* [Job]:
Convert the data below into a Markdown table with two columns, "Row" and "Line". Give each non-blank line its own numbered row and leave out blank lines.

-- Provided records start --

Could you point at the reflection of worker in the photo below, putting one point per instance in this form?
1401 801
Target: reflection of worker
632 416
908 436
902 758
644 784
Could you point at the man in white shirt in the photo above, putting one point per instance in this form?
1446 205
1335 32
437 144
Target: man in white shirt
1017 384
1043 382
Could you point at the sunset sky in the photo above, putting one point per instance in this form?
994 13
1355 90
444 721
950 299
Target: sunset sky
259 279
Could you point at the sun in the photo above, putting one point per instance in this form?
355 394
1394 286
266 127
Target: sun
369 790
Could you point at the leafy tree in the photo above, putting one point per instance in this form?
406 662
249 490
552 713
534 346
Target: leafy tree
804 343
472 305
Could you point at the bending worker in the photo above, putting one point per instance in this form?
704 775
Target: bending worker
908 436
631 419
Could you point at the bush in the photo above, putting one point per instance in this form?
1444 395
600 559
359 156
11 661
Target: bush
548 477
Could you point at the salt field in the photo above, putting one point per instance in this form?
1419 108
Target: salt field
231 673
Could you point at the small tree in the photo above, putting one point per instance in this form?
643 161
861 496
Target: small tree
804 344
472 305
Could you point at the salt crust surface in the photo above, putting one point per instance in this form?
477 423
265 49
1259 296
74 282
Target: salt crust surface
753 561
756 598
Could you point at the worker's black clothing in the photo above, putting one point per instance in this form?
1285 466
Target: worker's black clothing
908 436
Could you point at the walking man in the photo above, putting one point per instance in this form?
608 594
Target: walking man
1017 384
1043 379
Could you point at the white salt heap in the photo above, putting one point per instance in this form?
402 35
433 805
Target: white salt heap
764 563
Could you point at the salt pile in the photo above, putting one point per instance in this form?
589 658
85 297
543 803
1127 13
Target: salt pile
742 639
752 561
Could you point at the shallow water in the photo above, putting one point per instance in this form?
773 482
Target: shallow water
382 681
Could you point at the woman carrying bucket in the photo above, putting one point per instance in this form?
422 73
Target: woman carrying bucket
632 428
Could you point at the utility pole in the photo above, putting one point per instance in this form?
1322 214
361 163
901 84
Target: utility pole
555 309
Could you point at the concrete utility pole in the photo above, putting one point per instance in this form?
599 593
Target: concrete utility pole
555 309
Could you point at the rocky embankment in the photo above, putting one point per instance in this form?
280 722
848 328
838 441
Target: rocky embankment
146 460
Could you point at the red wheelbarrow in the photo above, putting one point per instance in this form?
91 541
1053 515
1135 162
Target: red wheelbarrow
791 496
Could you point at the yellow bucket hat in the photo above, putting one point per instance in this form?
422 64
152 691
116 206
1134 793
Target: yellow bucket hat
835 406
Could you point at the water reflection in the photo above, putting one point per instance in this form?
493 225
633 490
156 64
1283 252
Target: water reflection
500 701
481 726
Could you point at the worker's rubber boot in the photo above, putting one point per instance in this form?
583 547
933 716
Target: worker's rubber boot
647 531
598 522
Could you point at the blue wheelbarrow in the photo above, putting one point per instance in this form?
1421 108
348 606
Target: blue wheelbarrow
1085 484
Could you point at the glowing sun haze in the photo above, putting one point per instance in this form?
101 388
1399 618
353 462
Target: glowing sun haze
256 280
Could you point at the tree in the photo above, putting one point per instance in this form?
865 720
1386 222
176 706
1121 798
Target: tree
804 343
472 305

-- Provided records end --

* [Solution to this problem]:
| Row | Line |
|---|---|
| 1 | Could you point at the reflection of worker in the photo below, putting one point per instance in this form? |
| 2 | 1401 801 |
| 3 | Target: reflection of worker |
| 4 | 632 416 |
| 5 | 908 436 |
| 6 | 902 758 |
| 7 | 644 784 |
| 8 | Could you point at the man in white shirt in the photo above, putting one point per instance in this form? |
| 9 | 1446 205 |
| 10 | 1335 32 |
| 11 | 437 144 |
| 12 | Target: man in white shirt |
| 13 | 1017 384 |
| 14 | 1043 382 |
| 15 | Could you point at the sunset sky in the photo above, putting one point per instance in this form? |
| 16 | 994 13 |
| 17 | 1355 90 |
| 18 | 444 721 |
| 19 | 950 299 |
| 20 | Target: sunset sky |
| 21 | 259 279 |
| 22 | Could you point at the sun in the photo above, putting one point per instance in this form? |
| 23 | 355 394 |
| 24 | 1394 286 |
| 25 | 266 127 |
| 26 | Target: sun |
| 27 | 369 790 |
| 28 | Could you point at the leafy tree in the photo above, putting one point per instance in this form? |
| 29 | 406 662 |
| 30 | 249 490 |
| 31 | 552 713 |
| 32 | 534 346 |
| 33 | Target: leafy tree |
| 34 | 804 343 |
| 35 | 472 305 |
| 36 | Could you point at the bending worker in the photo above, putting one point per instance in this form? |
| 37 | 704 775 |
| 38 | Target: bending worker |
| 39 | 908 436 |
| 40 | 631 419 |
| 41 | Could you point at the bush in the photo above, putting one point per instance in this form? |
| 42 | 1444 395 |
| 43 | 600 559 |
| 44 | 359 156 |
| 45 | 11 661 |
| 46 | Target: bush |
| 47 | 548 477 |
| 48 | Could you point at the salt field in the photo above, putting one point per instance in this form? |
| 49 | 1419 108 |
| 50 | Target: salt field |
| 51 | 231 673 |
| 52 | Could you point at the small tree in the photo above, putting one point per instance in this form? |
| 53 | 643 161 |
| 54 | 861 496 |
| 55 | Target: small tree |
| 56 | 804 344 |
| 57 | 472 305 |
| 58 | Could you point at the salt crust surface in the photo above, putting one point per instance in this form? |
| 59 | 477 423 |
| 60 | 265 49 |
| 61 | 1259 296 |
| 62 | 74 282 |
| 63 | Target: salt crust surface |
| 64 | 753 561 |
| 65 | 756 598 |
| 66 | Could you point at the worker's black clothing in the photo above, putting one point per instance in this form? |
| 67 | 1285 466 |
| 68 | Target: worker's black clothing |
| 69 | 908 436 |
| 70 | Could you point at the walking man in the photo above, putting one point per instance in this form? |
| 71 | 608 594 |
| 72 | Target: walking man |
| 73 | 1017 384 |
| 74 | 1043 379 |
| 75 | Could you point at the white salt heap in the photo above, putting one point per instance in this form? |
| 76 | 402 35 |
| 77 | 433 805 |
| 78 | Target: white salt heap |
| 79 | 764 563 |
| 80 | Could you point at the salt pile in the photo above, putting one point per instance in this form? |
| 81 | 589 658 |
| 82 | 85 297 |
| 83 | 543 803 |
| 84 | 1127 13 |
| 85 | Target: salt pile |
| 86 | 742 639 |
| 87 | 752 561 |
| 88 | Could you point at the shallow water in the photo above, putting one point per instance in this form? |
| 89 | 773 482 |
| 90 | Target: shallow water |
| 91 | 382 681 |
| 92 | Could you point at the woman carrying bucket in the photo above, putting one point per instance in this form? |
| 93 | 422 73 |
| 94 | Target: woman carrying bucket |
| 95 | 632 428 |
| 96 | Could you point at the utility pole in the photo above, putting one point per instance in this form? |
| 97 | 1322 214 |
| 98 | 361 163 |
| 99 | 901 84 |
| 100 | Target: utility pole |
| 101 | 555 309 |
| 102 | Could you point at the concrete utility pole in the photo above, putting one point per instance in this form? |
| 103 | 599 593 |
| 104 | Target: concrete utility pole |
| 105 | 555 309 |
| 106 | Could you point at the rocky embankment in the photo above, putting one point per instance in this form? |
| 107 | 280 722 |
| 108 | 848 328 |
| 109 | 838 441 |
| 110 | Target: rocky embankment |
| 111 | 146 460 |
| 112 | Could you point at the red wheelbarrow in the photo above, putting one point per instance in this form? |
| 113 | 91 541 |
| 114 | 1053 515 |
| 115 | 1135 162 |
| 116 | Target: red wheelbarrow |
| 117 | 791 496 |
| 118 | Could you point at the yellow bucket hat in the photo above, putting one point per instance in this form? |
| 119 | 422 64 |
| 120 | 152 691 |
| 121 | 116 206 |
| 122 | 1134 793 |
| 123 | Target: yellow bucket hat |
| 124 | 835 406 |
| 125 | Could you point at the water reflection in the photo above, putting one point per instance in this form? |
| 126 | 493 225 |
| 127 | 633 490 |
| 128 | 156 64 |
| 129 | 1283 252 |
| 130 | Target: water reflection |
| 131 | 500 701 |
| 132 | 481 726 |
| 133 | Could you point at the worker's rubber boot in the photo above, putting one point per instance in this form? |
| 134 | 583 547 |
| 135 | 933 716 |
| 136 | Target: worker's rubber boot |
| 137 | 647 531 |
| 138 | 598 522 |
| 139 | Could you point at the blue wheelbarrow in the photo above, putting one point per instance in this form? |
| 140 | 1421 108 |
| 141 | 348 606 |
| 142 | Target: blue wheelbarrow |
| 143 | 1085 484 |
| 144 | Could you point at the glowing sun haze in the photo above, putting one point per instance in this form? |
| 145 | 101 388 |
| 146 | 1399 618 |
| 147 | 353 462 |
| 148 | Target: glowing sun haze |
| 149 | 256 280 |
| 150 | Could you point at the tree in the photo above, putting one point per instance in this form? |
| 151 | 865 720 |
| 152 | 1386 222 |
| 153 | 176 706 |
| 154 | 1121 798 |
| 155 | Target: tree |
| 156 | 804 343 |
| 157 | 472 305 |